Repeat the lines below word for word, changing nothing.

● ● ● ●

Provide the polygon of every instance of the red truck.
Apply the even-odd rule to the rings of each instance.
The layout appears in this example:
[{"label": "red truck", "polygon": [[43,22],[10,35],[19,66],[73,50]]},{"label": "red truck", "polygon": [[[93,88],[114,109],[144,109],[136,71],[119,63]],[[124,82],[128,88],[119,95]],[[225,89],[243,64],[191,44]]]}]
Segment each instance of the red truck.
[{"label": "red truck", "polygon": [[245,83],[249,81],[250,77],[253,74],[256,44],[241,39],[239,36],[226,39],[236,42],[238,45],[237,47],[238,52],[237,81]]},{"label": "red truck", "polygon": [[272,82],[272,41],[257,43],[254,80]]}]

● ● ● ●

## The response
Provide the polygon of every instance of the red truck.
Apply the even-odd rule to the rings of each instance.
The layout appears in this example:
[{"label": "red truck", "polygon": [[43,22],[10,35],[19,66],[73,50]]},{"label": "red truck", "polygon": [[[93,88],[114,109],[144,109],[136,71],[119,63]],[[124,82],[128,88],[119,95]],[[225,89],[243,64],[191,44]]]}]
Segment each instance of the red truck.
[{"label": "red truck", "polygon": [[245,83],[249,81],[250,77],[253,74],[256,44],[241,39],[239,36],[226,39],[236,42],[238,45],[237,47],[238,52],[237,81]]},{"label": "red truck", "polygon": [[272,82],[272,41],[257,43],[254,80]]}]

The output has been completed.